====== GIVEN DATA ======
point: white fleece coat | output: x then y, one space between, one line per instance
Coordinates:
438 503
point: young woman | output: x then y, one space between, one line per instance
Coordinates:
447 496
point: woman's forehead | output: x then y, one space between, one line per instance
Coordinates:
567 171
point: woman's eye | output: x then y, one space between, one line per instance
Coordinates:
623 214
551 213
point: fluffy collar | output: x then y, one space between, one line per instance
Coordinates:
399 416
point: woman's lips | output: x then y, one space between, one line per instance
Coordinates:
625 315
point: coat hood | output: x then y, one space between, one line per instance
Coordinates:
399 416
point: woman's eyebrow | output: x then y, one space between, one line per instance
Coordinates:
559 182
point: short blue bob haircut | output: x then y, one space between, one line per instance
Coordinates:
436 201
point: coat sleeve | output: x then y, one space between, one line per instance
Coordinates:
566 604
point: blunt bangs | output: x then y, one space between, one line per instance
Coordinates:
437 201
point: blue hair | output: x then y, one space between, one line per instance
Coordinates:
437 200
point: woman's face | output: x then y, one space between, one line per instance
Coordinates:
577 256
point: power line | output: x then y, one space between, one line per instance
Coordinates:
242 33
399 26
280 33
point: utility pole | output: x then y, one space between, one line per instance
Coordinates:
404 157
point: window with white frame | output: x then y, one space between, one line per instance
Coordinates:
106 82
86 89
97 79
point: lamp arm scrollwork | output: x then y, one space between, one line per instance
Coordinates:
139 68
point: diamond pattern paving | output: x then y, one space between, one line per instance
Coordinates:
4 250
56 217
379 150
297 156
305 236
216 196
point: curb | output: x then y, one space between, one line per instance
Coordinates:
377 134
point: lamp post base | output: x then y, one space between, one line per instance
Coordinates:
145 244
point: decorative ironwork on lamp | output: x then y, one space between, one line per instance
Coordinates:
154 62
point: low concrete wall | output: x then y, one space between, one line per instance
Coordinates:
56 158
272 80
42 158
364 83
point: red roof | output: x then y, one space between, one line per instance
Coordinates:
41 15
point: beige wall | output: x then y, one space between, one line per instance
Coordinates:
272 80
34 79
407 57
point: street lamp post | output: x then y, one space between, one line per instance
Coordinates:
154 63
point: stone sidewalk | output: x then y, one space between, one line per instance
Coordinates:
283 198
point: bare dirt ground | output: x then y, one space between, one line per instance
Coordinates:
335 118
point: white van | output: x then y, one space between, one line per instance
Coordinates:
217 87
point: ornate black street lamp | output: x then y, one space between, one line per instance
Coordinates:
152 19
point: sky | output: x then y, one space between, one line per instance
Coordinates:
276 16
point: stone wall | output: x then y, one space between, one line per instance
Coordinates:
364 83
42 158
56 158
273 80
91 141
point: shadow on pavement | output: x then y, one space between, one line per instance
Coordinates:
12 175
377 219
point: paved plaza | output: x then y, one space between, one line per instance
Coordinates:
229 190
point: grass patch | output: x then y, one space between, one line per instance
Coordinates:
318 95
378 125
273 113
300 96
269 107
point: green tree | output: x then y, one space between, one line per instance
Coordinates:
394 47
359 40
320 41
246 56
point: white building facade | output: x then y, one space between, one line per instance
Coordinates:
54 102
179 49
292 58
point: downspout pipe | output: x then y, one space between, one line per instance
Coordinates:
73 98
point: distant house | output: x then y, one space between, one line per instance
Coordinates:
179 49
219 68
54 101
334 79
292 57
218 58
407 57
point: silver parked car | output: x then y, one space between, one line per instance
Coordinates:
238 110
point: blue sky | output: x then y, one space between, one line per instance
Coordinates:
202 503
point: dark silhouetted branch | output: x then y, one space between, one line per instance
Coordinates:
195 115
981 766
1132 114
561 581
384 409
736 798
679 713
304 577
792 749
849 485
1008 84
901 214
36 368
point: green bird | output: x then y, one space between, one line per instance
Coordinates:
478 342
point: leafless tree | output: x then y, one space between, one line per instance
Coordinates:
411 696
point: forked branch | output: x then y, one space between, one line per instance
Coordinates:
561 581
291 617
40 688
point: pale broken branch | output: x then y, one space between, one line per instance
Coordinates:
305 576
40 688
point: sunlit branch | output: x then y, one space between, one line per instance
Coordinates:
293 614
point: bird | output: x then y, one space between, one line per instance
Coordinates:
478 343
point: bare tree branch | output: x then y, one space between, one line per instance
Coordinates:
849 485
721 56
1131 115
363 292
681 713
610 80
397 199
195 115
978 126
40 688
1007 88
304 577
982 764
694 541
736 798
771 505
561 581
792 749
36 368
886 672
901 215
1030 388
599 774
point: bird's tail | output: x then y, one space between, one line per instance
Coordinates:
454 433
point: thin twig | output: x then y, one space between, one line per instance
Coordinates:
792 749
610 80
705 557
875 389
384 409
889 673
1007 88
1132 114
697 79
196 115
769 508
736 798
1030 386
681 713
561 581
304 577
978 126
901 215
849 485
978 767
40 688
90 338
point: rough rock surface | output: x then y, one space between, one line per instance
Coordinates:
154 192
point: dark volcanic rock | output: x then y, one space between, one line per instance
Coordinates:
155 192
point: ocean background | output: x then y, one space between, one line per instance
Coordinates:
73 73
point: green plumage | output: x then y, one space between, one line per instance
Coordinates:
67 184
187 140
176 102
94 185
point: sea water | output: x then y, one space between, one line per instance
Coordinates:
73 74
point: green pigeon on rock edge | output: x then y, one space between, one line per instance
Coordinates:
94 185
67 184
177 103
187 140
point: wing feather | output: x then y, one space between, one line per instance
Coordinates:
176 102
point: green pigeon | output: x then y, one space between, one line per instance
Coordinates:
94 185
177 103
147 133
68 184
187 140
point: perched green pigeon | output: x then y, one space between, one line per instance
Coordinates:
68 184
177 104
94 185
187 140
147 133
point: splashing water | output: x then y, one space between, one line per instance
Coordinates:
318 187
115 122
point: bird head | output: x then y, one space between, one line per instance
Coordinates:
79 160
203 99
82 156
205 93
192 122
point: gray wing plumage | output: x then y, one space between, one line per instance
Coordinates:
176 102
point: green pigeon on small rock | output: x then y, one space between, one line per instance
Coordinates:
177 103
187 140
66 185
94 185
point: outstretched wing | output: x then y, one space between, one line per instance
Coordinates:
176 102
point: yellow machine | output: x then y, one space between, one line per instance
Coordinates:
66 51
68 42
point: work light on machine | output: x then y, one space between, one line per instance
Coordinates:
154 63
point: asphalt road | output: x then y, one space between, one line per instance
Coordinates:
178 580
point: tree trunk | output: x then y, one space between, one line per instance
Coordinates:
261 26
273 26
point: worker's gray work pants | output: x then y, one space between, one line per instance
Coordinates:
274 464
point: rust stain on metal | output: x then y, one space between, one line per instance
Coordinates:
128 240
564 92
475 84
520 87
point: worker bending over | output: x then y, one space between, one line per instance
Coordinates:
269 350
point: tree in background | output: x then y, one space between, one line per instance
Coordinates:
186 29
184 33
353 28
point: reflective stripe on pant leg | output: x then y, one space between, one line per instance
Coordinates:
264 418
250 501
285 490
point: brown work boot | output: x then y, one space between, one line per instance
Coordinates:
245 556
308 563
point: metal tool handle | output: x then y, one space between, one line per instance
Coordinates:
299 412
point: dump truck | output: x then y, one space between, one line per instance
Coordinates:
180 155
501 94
======
## [WORK ITEM]
What is needed here is an exact reproduction of all the entries.

## [OUTPUT BELOW]
point: white fleece coat | output: x then y, one space between, one line per instance
Coordinates:
438 503
point: young woman | output: x then y, one space between, one line per instance
Coordinates:
447 496
point: woman's forehead | output: x then y, one space between, one line per instance
Coordinates:
567 171
point: woman's eye | output: x then y, one space between, one line per instance
Coordinates:
623 214
551 213
point: fluffy collar | output: x then y, one space between, one line per instance
Coordinates:
399 416
point: woman's lips | output: x then y, one space between, one line per instance
Coordinates:
625 315
point: coat hood | output: x then y, one space between, one line per instance
Coordinates:
399 416
point: woman's eyebrow | output: x then y, one space between, one line per instance
Coordinates:
559 182
point: short blue bob haircut | output: x then y, one space between, one line per instance
Coordinates:
436 201
point: coat sleeve | output: x then y, one space between, one line per instance
Coordinates:
566 604
point: blunt bangs | output: x then y, one space between, one line per instance
Coordinates:
437 201
point: blue hair | output: x then y, one space between, one line per instance
Coordinates:
437 200
point: woman's face | output: x then y, one space between, one line per instance
Coordinates:
577 256
point: power line | output: x then y, one space between, one line per instance
Coordinates:
242 33
399 26
280 33
point: utility pole | output: x then y, one space between, one line per instance
Coordinates:
404 157
point: window with white frame | output: x then y, one space between, one line per instance
Coordinates:
106 82
86 89
97 79
point: lamp arm scrollwork | output: x then y, one space between, one line per instance
Coordinates:
139 68
point: diamond pattern paving | output: x then y, one space between, one line per instance
Coordinates:
4 250
56 217
379 150
297 156
305 236
216 196
point: curb | output: x then y, one space between, one line per instance
Coordinates:
377 134
point: lamp post base | output: x then y, one space between, one line per instance
Coordinates:
145 244
point: decorative ironwork on lamp | output: x then y, one space between, one line per instance
Coordinates:
154 62
point: low concrete wall | output: x then y, one space between, one line per instance
Coordinates:
56 158
272 80
42 158
364 83
point: red roof | output: x then y, one space between, one line per instance
Coordinates:
41 15
point: beige wall | output: x then y, one space between, one line per instance
Coordinates:
272 80
34 79
407 57
point: street lamp post | output: x then y, one space between, one line per instance
Coordinates:
154 63
point: stone sidewalk | output: x then y, one space between, one line per instance
Coordinates:
283 198
point: bare dirt ground | output: x then y, one space between, one line per instance
Coordinates:
335 118
point: white van | output: x then y, one space between, one line per instance
Coordinates:
217 87
point: ornate black street lamp | output: x then y, one space between, one line per instance
Coordinates:
152 19
point: sky | output: x then y, one space between, one line per instance
Coordinates:
276 16
point: stone wall | output: x then y, one space between, one line per instance
Coordinates:
364 83
42 158
56 158
273 80
91 141
point: shadow on pavement | output: x then y, one space between, one line per instance
Coordinates:
12 175
377 219
point: paved plaza | output: x then y, one space between, one line per instance
Coordinates:
229 190
point: grass patch | output: x then y, one space between, one line per instance
Coordinates:
318 95
378 125
273 113
300 96
269 107
point: green tree | output: x then y, one space between, one line per instance
Coordinates:
394 47
359 40
320 41
246 56
point: white building facade | output: x then y, one space between, one line per instance
Coordinates:
54 102
179 49
292 58
point: downspout pipe | output: x then y, one space between, one line per instance
Coordinates:
73 98
point: distant house | output: x then y, one space between, one line per instance
Coordinates:
179 49
219 68
54 101
334 79
292 57
218 58
407 57
point: silver parked car | output: x then y, one space between, one line per instance
Coordinates:
238 110
point: blue sky | output: x then y, one space between, one line per instance
Coordinates:
202 503
point: dark silhouetted branch | output: x then y, one space between, one line per instance
Coordinates:
195 115
981 766
1132 114
561 581
384 409
736 798
679 713
304 577
792 749
849 485
1008 84
901 214
36 368
point: green bird | output: x then y, one space between, one line per instance
Coordinates:
478 342
point: leafless tree | output: x then y, one space between, one line per instance
Coordinates:
411 696
point: forked branch | output: x then y, one space between, one line per instance
Coordinates:
561 581
291 617
40 688
point: pale broken branch | output: x then y, one space between, one line per instance
Coordinates:
305 576
40 688
point: sunlit branch | output: x then y, one space between, one line per instance
Coordinates:
293 614
point: bird | output: x then y, one space between, one line per instance
Coordinates:
478 343
point: bare tree branch | output: x then y, one space between, one line per instance
Coordinates:
849 485
721 56
1131 115
363 292
681 713
610 80
397 199
195 115
978 126
40 688
1007 88
304 577
982 764
694 541
736 798
771 505
561 581
792 749
36 368
886 672
901 215
1030 388
599 774
point: bird's tail | output: x then y, one space between, one line per instance
Coordinates:
454 433
point: thin twig | output: x then y, one space between, one line per instance
Coordinates:
792 749
610 80
705 557
875 389
384 409
889 673
1007 88
1132 114
697 79
196 115
769 508
736 798
1030 386
681 713
561 581
304 577
978 126
901 215
849 485
978 767
40 688
90 338
point: rough rock surface | output: x then y, one space between, one line per instance
Coordinates:
154 192
point: dark volcanic rock | output: x then y, one space between, one line per instance
Coordinates:
155 192
point: ocean background | output: x then y, one space between, one line per instance
Coordinates:
73 73
point: green plumage | output: x then y, one space between, one line per instance
Coordinates:
67 184
187 140
176 102
94 185
point: sea water | output: x then y, one space between, one line per instance
Coordinates:
73 74
point: green pigeon on rock edge | output: x then y, one space between, one line per instance
Coordinates:
94 185
67 184
177 103
187 140
point: wing feather | output: x then y, one space between, one line per instance
Coordinates:
176 102
point: green pigeon | output: x then y, one space between, one line per instance
Coordinates:
94 185
177 103
147 133
68 184
187 140
point: perched green pigeon | output: x then y, one space between, one line per instance
Coordinates:
68 184
177 104
94 185
187 140
147 133
point: splashing water | output: x then y, one space between, one line per instance
Coordinates:
318 187
115 122
point: bird head | output: x then y, one space between, one line per instance
Coordinates:
79 160
203 99
82 156
205 93
192 122
point: gray wing plumage | output: x then y, one space between, one line per instance
Coordinates:
176 102
point: green pigeon on small rock | output: x then y, one space between, one line per instance
Coordinates:
177 103
187 140
66 185
94 185
point: outstretched wing | output: x then y, one space between, one line per instance
Coordinates:
176 102
point: yellow machine | output: x then y, one space between, one line per instance
Coordinates:
66 51
68 42
point: work light on machine | output: x then y, one space between, one line per instance
Coordinates:
154 63
point: asphalt road | output: x then y, one space between, one line per instance
Coordinates:
178 580
point: tree trunk | output: x then y, one space between, one line per instance
Coordinates:
261 26
273 26
point: worker's gray work pants | output: x then y, one space between, one line per instance
Coordinates:
274 464
point: rust stain on metal | output: x then y, one space between, one line per instance
Coordinates:
128 240
564 92
475 84
520 87
point: worker bending over | output: x then y, one space between, one line per instance
Coordinates:
269 350
point: tree in background | output: x then y, one space between, one line per instance
Coordinates:
186 29
184 33
353 28
point: reflective stripe on pant leg | output: x then y, one space between, one line per instance
Coordinates:
264 418
250 501
285 490
point: brown work boot | output: x then y, one space between, one line per instance
Coordinates:
245 556
308 563
point: metal tool handle | output: x then y, one space between, one line per instance
Coordinates:
299 412
point: dump truck | output: x then y, one space between, one line per instance
Coordinates:
180 155
501 94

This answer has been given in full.